* start SELECTED PASSAGE *
November 08, 2007

(+++) HIGH SCHOOL HIJINKS

Gert Garibaldi’s Rants and Raves: One Butt Cheek at a Time. By Amber Kizer. Delacorte Press. $15.99.

Spanking Shakespeare. By Jake Wizner. Random House. $15.99.

The Sweet, Terrible, Glorious Year I Truly, Completely Lost It. By Lisa Shanahan. Delacorte Press. $15.99.

      High school is a hoot and a half, according to all three of these first-time authors. Oh yes, there’s some drama and some family difficulty and those pesky things called classes and grades, but most of what’s happening is fun and frantic and just too fast-paced for words (well, almost – each of these books contains plenty of verbiage). As different as these books are, as differently as their authors write them, there is a sameness to the underlying attitudes toward teen life and teen angst that turns this trio into a sort of Harlequin Triple Romance of high-school life (and yes, there’s romance in all the books, too).
* end SELECTED PASSAGE *
* start ITEMS *
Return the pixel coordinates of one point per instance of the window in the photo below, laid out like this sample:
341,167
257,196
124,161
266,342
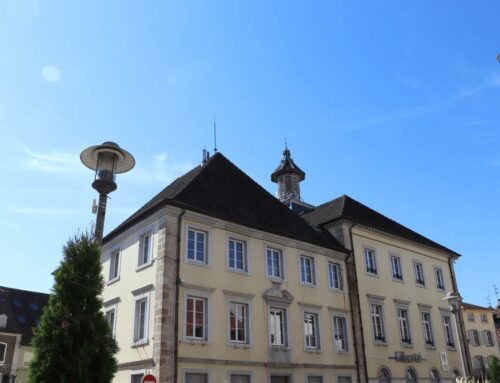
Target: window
3,352
397,272
238,322
448,333
307,270
110,316
404,326
340,334
114,266
274,263
378,322
141,320
474,337
197,246
311,331
335,280
384,376
370,262
277,327
419,273
237,259
487,338
427,329
195,377
196,318
439,279
145,249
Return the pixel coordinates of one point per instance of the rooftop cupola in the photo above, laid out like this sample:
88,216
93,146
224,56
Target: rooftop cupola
288,176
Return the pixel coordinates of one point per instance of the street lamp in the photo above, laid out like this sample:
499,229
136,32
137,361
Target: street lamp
107,160
453,300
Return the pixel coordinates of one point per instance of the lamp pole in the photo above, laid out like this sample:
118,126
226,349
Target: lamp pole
107,159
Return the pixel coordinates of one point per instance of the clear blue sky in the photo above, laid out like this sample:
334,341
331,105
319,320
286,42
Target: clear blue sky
393,103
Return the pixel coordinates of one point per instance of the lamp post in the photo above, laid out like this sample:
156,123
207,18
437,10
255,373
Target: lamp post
453,300
107,159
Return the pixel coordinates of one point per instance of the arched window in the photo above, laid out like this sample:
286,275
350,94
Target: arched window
435,376
384,375
411,375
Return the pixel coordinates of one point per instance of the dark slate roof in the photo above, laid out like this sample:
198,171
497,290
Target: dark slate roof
220,189
287,166
470,306
19,304
348,208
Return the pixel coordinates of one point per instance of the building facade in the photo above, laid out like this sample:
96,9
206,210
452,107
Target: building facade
481,336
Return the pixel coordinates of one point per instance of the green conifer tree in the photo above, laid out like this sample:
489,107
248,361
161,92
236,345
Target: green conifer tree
73,342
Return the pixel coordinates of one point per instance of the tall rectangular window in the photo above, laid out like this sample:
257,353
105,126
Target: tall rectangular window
377,315
114,265
397,272
197,246
237,259
448,332
274,263
340,334
439,278
307,273
277,327
196,318
144,249
404,326
419,273
370,261
311,330
335,276
427,329
140,320
238,322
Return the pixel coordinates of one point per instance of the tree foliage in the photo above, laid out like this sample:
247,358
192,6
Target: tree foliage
73,342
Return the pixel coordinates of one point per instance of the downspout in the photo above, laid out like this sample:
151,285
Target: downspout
461,332
177,293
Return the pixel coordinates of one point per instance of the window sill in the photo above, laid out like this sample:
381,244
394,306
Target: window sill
111,281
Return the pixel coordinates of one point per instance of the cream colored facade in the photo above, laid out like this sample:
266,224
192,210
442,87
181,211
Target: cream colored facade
480,329
218,286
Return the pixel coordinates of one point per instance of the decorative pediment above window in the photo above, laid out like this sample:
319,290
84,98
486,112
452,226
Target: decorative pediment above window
276,295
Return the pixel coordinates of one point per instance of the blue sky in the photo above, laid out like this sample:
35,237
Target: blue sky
393,103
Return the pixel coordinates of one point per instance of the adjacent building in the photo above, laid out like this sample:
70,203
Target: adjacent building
20,311
481,335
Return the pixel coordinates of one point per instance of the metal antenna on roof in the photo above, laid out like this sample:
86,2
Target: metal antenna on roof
215,135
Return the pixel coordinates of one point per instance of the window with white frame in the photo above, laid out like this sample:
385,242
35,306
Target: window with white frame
377,314
236,255
114,265
397,272
439,278
3,352
277,327
311,331
404,325
145,249
427,328
418,269
370,261
335,276
340,342
197,248
110,316
196,318
238,322
307,272
274,261
447,330
141,320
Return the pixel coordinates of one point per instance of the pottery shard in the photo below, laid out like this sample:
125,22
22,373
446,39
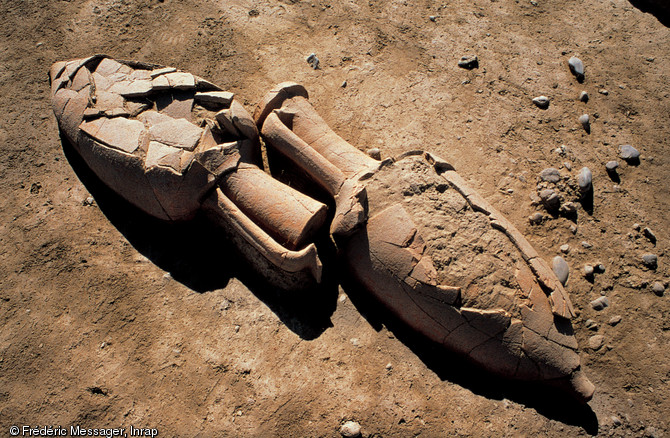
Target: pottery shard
161,71
161,154
119,133
216,98
108,66
160,83
181,81
132,88
179,133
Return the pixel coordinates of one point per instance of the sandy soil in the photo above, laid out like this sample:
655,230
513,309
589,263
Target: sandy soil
112,319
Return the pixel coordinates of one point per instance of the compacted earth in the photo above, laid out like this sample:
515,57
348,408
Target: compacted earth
112,319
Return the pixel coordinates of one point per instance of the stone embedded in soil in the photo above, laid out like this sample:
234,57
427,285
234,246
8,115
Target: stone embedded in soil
313,61
596,342
350,429
649,234
585,121
469,62
584,179
611,166
650,260
591,324
576,67
616,319
588,271
628,152
561,269
550,174
600,303
375,153
550,199
536,218
218,98
541,102
658,288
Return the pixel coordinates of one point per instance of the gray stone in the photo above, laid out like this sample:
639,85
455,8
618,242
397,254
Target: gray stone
584,179
596,342
585,121
561,269
350,429
649,234
550,199
628,152
611,166
313,61
576,67
600,303
536,218
469,62
541,102
550,174
616,319
658,288
650,260
375,153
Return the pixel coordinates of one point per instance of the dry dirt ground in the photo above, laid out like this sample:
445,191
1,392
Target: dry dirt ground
113,319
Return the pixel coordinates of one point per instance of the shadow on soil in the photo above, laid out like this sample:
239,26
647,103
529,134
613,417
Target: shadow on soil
546,400
197,254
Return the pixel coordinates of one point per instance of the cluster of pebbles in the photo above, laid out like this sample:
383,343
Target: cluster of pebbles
564,194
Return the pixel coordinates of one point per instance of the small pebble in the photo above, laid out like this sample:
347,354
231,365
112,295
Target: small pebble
561,269
576,67
350,429
541,102
550,174
611,166
375,153
649,234
585,121
658,288
650,260
313,61
600,303
628,152
569,208
469,62
616,319
584,179
550,199
536,218
596,341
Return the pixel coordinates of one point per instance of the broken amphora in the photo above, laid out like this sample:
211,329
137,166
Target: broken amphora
409,229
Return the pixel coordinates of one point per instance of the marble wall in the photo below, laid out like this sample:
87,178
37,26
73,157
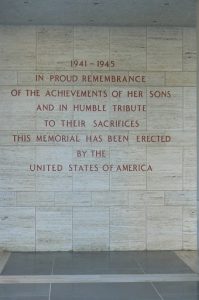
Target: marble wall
98,207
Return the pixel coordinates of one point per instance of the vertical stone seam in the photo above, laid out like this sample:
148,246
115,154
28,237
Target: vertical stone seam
109,228
182,228
72,233
182,33
35,229
146,49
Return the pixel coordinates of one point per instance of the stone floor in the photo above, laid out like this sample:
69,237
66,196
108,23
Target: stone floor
165,275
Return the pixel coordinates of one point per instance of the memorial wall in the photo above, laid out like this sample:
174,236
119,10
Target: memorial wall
97,138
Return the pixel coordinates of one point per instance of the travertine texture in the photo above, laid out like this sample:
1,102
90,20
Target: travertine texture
97,187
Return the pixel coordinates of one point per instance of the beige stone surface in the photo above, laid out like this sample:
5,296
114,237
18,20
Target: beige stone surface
164,228
91,44
180,198
72,199
8,77
128,48
127,228
53,229
189,169
110,198
17,113
14,169
180,78
54,47
34,199
190,228
90,204
148,198
7,198
164,112
164,49
90,228
18,48
189,49
190,106
167,169
17,230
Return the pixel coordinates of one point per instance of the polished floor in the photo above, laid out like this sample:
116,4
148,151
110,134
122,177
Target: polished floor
105,275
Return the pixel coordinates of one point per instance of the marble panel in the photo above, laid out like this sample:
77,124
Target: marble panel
181,79
164,49
128,48
164,228
7,198
54,47
72,199
53,229
180,198
148,198
35,199
165,108
18,48
190,169
90,228
190,108
110,198
17,230
189,49
127,228
167,168
91,44
190,228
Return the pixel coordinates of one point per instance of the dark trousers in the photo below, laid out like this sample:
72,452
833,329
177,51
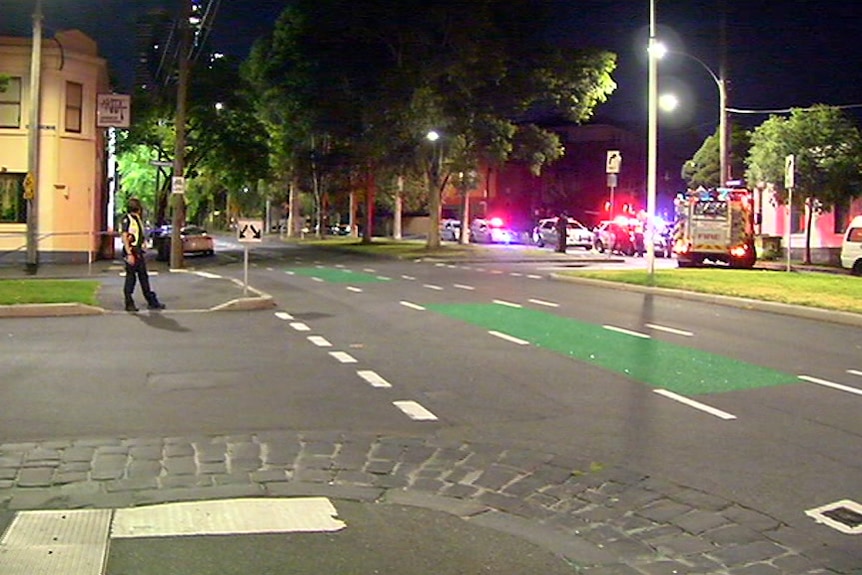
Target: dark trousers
138,272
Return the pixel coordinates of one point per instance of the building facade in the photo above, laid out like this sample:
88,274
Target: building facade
71,194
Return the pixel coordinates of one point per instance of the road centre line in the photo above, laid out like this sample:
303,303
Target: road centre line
672,330
695,404
343,357
319,341
833,385
627,331
509,338
543,302
373,378
415,411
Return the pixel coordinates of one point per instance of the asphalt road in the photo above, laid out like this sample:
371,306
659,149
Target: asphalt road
477,352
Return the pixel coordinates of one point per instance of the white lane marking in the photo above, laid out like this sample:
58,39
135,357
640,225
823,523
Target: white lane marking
626,331
343,357
667,329
695,404
414,411
226,517
373,378
833,385
319,341
509,338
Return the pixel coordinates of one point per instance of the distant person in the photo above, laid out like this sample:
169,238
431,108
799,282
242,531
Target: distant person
132,228
562,224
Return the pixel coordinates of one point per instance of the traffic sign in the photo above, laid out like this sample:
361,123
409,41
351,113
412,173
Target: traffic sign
615,159
249,231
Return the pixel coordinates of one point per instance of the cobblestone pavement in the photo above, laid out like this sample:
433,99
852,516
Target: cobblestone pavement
605,520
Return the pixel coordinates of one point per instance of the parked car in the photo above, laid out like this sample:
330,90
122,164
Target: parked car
577,234
450,230
492,231
851,247
195,241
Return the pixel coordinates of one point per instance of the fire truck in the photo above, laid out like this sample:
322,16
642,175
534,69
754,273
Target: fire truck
* end ITEMS *
# CHALLENGES
1/ Decide whether each statement agrees with the high school hijinks review, answering yes or no and quoting the words of the text that decide it: (a) All three books are by first-time authors. (b) Romance appears in only one of the books. (c) Spanking Shakespeare is published by Delacorte Press.
2/ According to the high school hijinks review, who wrote Spanking Shakespeare?

# FULL SOLUTIONS
1/
(a) Yes: "according to all three of these first-time authors"
(b) No: "there’s romance in all the books, too"
(c) No: "Spanking Shakespeare. By Jake Wizner. Random House."

2/ Jake Wizner